--- PASSAGE GIVEN ---

■ ■ ■ ■ ■

A registrar is a senior administrative executive within an academic institution (consisting of a college, university, or secondary school) who oversees the management and leadership of the Registrar's Office.

General duties and function
Typically, a registrar processes registration requests, schedules classes and maintains class lists, enforces the rules for entering or leaving classes, and keeps a permanent record of grades and marks. In institutions with selective admission requirements, a student only begins to be in connection with the registrar's official actions after admission.
Various grades of professional academic-related staff perform senior administrative and managerial roles in such universities on behalf of the registrar or head of department and head subsections of the administration. Titles afforded to such staff include assistant registrar, senior assistant registrar and principal assistant registrar.

Registrars in the United Kingdom
In the United Kingdom, the term registrar is usually used for the head of the university's administration. The role is usually combined with that of secretary of the university's governing bodies and in these cases, the full title will often be "registrar and secretary" (or "secretary and registrar") to reflect these dual roles. The University of Cambridge in England uses the archaic spelling of "Registrary" for this office.

■ ■ ■ ■ ■

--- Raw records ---
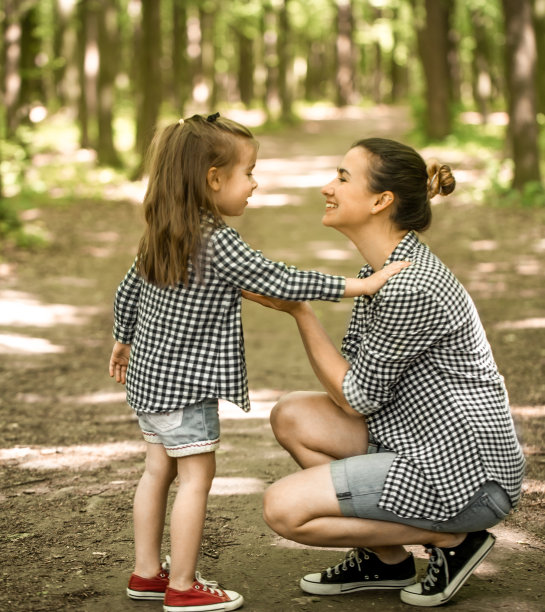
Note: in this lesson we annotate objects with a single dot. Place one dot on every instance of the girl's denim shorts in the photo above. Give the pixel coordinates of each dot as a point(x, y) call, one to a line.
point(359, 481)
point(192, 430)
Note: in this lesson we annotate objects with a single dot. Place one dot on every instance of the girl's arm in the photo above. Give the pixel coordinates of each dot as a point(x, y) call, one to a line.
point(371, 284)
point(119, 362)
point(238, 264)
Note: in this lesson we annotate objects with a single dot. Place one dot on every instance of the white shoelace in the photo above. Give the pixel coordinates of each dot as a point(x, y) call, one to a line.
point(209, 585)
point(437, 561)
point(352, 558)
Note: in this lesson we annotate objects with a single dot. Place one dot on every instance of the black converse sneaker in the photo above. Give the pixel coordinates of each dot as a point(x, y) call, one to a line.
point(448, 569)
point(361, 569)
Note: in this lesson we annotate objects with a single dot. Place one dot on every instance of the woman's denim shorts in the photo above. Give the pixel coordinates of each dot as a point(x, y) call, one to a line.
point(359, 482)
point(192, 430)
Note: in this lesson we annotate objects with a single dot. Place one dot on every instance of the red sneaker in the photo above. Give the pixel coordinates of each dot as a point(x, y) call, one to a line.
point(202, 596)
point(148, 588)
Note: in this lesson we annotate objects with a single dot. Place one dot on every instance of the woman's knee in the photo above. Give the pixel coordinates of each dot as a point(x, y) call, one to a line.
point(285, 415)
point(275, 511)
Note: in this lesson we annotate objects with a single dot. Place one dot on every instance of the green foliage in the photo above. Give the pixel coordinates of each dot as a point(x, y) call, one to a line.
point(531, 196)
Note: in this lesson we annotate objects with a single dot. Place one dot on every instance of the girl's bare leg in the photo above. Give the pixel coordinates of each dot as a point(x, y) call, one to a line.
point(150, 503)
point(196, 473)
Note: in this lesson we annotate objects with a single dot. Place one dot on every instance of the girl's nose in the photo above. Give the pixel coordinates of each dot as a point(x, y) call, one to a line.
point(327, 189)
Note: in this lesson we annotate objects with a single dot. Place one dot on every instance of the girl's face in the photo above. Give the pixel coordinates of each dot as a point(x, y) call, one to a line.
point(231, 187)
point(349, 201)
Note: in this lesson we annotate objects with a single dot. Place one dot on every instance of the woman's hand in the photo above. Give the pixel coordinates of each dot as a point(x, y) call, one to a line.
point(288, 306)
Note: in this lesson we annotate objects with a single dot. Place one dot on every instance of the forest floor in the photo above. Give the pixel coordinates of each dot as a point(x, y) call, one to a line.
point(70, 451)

■ ■ ■ ■ ■

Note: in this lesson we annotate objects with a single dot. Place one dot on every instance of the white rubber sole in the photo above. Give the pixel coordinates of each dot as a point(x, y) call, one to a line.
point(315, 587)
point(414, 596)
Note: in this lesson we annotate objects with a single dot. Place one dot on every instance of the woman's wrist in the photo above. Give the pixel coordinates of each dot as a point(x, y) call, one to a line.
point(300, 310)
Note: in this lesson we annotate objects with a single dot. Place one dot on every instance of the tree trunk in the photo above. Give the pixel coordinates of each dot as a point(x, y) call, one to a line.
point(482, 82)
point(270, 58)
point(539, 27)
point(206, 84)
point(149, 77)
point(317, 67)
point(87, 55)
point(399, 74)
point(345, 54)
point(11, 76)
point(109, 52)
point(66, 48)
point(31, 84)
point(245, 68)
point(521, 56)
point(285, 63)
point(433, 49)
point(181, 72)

■ ■ ■ ■ ■

--- EXERCISE INSTRUCTIONS ---
Copy word for word the stretch of the registrar passage from "Various grades of" through "principal assistant registrar.".

--- THE SOLUTION ---
Various grades of professional academic-related staff perform senior administrative and managerial roles in such universities on behalf of the registrar or head of department and head subsections of the administration. Titles afforded to such staff include assistant registrar, senior assistant registrar and principal assistant registrar.